TASK REQUIREMENTS »
Quote, word for word, every line starting at the line that contains "Would you be able to locate the computer" and ending with the last line of the records; include both of these lines and no others.

Records from a dataset

────

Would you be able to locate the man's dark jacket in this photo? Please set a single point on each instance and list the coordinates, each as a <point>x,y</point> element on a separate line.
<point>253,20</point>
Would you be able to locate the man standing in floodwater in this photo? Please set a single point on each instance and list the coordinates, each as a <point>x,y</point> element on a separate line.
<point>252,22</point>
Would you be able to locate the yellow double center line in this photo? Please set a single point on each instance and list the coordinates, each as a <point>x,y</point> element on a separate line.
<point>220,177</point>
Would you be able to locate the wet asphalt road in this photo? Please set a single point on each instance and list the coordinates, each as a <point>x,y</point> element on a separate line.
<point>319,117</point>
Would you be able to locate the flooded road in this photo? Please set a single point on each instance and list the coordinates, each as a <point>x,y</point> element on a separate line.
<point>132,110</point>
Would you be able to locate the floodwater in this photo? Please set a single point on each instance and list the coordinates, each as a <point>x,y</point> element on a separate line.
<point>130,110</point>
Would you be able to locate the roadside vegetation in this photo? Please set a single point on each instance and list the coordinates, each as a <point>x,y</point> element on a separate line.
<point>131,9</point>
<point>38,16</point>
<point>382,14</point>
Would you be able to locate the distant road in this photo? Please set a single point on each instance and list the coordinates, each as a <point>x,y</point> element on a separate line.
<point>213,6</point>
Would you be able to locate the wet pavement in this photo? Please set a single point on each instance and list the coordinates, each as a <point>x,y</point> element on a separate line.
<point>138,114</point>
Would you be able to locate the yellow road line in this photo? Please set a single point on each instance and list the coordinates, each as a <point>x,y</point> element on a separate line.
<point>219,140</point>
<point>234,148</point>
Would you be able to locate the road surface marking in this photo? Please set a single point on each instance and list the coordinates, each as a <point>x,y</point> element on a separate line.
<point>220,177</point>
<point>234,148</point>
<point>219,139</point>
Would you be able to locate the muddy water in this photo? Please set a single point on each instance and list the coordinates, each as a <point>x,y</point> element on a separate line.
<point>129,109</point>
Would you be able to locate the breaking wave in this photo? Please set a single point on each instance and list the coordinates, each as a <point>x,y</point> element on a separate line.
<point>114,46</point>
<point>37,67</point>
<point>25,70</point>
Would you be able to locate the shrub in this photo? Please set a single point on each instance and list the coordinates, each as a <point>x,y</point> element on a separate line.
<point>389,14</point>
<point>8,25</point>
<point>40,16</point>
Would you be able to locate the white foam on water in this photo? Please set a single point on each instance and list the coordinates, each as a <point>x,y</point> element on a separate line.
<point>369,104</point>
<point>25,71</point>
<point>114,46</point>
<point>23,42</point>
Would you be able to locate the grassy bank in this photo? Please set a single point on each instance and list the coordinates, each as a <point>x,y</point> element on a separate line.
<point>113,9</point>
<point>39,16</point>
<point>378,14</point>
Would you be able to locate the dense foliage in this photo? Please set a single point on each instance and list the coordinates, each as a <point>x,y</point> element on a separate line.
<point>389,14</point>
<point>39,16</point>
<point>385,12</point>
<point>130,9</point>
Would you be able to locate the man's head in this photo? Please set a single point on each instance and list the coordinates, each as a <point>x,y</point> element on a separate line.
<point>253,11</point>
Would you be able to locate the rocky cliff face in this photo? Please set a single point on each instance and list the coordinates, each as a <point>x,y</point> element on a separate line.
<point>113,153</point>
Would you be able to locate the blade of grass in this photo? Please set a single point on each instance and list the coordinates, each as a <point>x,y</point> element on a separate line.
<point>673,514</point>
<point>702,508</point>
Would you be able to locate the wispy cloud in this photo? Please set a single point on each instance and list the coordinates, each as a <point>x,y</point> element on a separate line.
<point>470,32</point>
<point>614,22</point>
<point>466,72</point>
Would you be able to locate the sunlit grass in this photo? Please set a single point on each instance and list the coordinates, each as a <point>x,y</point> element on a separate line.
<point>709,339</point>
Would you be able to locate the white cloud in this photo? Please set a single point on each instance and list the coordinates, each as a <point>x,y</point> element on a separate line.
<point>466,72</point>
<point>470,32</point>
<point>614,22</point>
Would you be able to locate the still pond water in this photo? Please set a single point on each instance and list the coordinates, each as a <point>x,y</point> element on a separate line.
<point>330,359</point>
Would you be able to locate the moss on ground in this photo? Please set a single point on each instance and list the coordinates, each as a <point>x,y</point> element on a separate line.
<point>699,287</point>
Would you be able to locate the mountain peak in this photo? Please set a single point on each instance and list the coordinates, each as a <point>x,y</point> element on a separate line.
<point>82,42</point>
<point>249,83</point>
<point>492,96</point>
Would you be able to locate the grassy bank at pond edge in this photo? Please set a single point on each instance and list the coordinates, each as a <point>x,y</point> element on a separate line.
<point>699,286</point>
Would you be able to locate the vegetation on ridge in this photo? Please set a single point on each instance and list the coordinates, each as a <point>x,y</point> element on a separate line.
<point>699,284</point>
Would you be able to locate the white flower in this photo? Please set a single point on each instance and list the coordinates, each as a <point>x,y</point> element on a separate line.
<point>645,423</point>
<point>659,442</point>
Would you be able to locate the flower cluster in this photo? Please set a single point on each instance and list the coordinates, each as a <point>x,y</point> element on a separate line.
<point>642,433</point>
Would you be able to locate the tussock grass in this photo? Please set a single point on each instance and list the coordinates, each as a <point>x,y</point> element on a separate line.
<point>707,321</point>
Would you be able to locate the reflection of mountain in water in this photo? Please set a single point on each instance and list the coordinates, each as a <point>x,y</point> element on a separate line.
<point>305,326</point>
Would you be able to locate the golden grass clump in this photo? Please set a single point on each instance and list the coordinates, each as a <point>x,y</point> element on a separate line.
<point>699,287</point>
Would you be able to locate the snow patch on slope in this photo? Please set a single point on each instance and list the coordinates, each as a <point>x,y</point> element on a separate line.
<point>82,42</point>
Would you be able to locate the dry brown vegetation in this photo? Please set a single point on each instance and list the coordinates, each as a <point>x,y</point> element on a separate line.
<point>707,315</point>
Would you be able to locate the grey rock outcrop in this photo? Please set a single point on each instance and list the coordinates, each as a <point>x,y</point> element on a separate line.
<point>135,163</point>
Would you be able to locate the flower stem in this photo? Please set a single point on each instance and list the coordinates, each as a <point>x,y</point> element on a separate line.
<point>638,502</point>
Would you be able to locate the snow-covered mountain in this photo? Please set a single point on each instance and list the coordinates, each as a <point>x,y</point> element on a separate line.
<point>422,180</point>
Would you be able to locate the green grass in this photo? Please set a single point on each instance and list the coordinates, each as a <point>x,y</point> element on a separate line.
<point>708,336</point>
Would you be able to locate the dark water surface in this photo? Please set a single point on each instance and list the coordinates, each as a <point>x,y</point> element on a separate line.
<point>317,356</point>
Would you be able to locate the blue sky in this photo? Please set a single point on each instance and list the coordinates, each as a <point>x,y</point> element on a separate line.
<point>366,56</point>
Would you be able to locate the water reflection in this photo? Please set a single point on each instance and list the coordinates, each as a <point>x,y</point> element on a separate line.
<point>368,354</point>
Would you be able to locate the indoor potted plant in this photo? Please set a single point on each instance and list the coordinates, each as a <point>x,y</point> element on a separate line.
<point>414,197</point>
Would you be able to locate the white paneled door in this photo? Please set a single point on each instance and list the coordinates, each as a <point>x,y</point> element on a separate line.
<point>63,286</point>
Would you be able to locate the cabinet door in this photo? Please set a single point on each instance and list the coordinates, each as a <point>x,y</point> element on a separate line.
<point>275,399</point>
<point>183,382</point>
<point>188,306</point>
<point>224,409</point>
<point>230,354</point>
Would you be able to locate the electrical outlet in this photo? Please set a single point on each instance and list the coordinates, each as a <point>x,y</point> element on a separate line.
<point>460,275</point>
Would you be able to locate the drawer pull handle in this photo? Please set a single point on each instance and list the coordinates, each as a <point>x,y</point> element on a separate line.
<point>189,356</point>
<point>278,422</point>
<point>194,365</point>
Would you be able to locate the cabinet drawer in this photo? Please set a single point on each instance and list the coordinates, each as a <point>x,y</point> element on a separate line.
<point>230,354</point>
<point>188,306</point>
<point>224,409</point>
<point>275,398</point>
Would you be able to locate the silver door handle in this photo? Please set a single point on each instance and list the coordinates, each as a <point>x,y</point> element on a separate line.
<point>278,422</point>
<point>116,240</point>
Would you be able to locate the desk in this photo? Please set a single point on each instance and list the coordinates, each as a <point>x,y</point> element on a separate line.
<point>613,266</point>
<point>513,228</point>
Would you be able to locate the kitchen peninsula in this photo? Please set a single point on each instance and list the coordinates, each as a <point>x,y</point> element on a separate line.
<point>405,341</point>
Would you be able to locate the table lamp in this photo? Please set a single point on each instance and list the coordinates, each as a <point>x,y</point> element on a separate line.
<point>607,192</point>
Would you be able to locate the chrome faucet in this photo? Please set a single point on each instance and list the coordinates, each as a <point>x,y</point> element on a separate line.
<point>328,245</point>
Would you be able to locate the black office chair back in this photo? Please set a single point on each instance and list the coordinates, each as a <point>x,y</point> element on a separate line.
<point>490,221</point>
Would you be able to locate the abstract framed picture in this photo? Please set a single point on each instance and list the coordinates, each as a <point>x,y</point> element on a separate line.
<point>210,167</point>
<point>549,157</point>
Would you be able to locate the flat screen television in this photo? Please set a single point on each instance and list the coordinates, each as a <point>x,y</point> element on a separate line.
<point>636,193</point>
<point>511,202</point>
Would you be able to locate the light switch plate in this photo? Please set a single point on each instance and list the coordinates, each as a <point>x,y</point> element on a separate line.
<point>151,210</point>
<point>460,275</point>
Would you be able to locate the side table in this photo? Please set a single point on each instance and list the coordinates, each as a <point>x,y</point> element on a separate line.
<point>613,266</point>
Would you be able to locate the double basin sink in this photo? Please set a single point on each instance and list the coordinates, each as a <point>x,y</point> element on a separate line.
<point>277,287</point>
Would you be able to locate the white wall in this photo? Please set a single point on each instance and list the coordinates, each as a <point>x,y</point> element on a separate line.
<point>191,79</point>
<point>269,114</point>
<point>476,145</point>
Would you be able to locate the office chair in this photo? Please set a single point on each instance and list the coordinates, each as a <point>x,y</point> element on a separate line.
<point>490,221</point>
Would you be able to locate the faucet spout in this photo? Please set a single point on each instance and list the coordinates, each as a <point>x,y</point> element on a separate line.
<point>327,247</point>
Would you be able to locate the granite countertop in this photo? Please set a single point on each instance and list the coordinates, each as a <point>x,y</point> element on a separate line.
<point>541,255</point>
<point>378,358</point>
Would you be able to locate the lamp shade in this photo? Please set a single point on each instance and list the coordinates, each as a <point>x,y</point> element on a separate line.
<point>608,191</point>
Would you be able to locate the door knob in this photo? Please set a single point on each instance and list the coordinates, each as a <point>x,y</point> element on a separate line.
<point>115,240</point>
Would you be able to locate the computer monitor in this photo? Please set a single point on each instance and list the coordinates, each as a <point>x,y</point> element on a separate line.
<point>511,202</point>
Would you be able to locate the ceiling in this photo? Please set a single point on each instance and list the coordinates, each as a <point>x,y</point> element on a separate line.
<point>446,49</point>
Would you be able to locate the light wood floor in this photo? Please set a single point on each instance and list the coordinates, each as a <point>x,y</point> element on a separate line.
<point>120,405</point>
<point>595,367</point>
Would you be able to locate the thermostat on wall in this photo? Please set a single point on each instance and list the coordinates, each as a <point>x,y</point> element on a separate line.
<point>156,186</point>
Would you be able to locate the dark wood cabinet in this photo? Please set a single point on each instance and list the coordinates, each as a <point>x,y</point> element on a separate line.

────

SOLUTION TO THE PROBLEM »
Would you be able to locate the computer monitor in this photo? Please set a single point on each instance and list the coordinates, each as a <point>x,y</point> element on a separate line.
<point>511,202</point>
Would you be able to locate the ceiling in this photo? Please set a single point on each instance and list the coordinates, each as a <point>x,y</point> element on a separate line.
<point>446,49</point>
Would you be able to locate the light wood floor in this photo? Please set a single point on each instance and list the coordinates, each as a <point>x,y</point> element on a separate line.
<point>120,405</point>
<point>595,367</point>
Would you be able to locate the thermostat on wall in this photo? Please set a single point on each instance and list the coordinates, each as a <point>x,y</point> element on a separate line.
<point>156,186</point>
Would you be able to locate the dark wood cabinet in this photo? Please set a single point on each instance and list the coordinates, each as a <point>x,y</point> element on a separate line.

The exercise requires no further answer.